Lay out every line of the items below as a Markdown table with the columns "Row" and "Text", numbering the rows and leaving out blank lines. Leave the pictures out.

Dataset extract
Start

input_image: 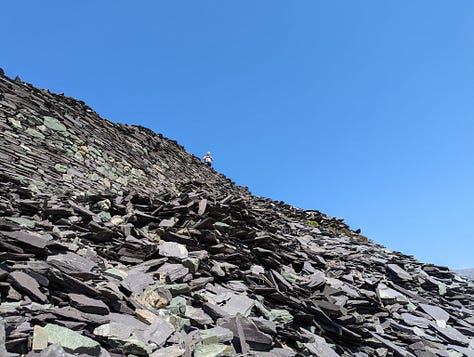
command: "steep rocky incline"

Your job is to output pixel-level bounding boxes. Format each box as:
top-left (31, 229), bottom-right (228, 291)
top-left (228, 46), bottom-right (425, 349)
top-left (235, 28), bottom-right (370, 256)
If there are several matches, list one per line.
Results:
top-left (0, 70), bottom-right (474, 357)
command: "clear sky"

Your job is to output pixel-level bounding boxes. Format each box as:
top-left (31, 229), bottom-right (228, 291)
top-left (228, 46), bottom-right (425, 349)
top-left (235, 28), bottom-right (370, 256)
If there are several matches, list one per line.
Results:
top-left (0, 0), bottom-right (474, 269)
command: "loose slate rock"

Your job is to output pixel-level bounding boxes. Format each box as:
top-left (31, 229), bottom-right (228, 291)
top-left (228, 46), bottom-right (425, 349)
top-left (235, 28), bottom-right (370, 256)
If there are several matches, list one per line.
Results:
top-left (44, 324), bottom-right (100, 356)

End

Solution below
| Row | Text |
|---|---|
| 1 | input_image:  |
| 2 | command: "steep rocky incline" |
| 3 | Your job is to output pixel-level bounding boxes. Format each box as: |
| 4 | top-left (31, 229), bottom-right (228, 291) |
| 5 | top-left (228, 46), bottom-right (425, 349) |
| 6 | top-left (235, 28), bottom-right (370, 256) |
| 7 | If there are several matches, list one per line. |
| 8 | Results: |
| 9 | top-left (0, 70), bottom-right (474, 357) |
| 10 | command: "clear sky" |
| 11 | Your job is to output pixel-level bounding boxes. Format each box as: |
| 12 | top-left (31, 229), bottom-right (228, 291) |
| 13 | top-left (228, 46), bottom-right (425, 349) |
| 14 | top-left (235, 28), bottom-right (370, 256) |
| 15 | If there are several matches, list one per line. |
| 16 | Results: |
| 17 | top-left (0, 0), bottom-right (474, 269) |
| 18 | command: "loose slate rock" |
| 19 | Your job is to output pixel-level bounding boxes. Format each box as: |
| 20 | top-left (31, 229), bottom-right (228, 291) |
| 21 | top-left (228, 46), bottom-right (425, 349) |
| 22 | top-left (235, 28), bottom-right (370, 256) |
| 23 | If there are several matches, list one per line. |
| 24 | Results: |
| 25 | top-left (44, 324), bottom-right (100, 356) |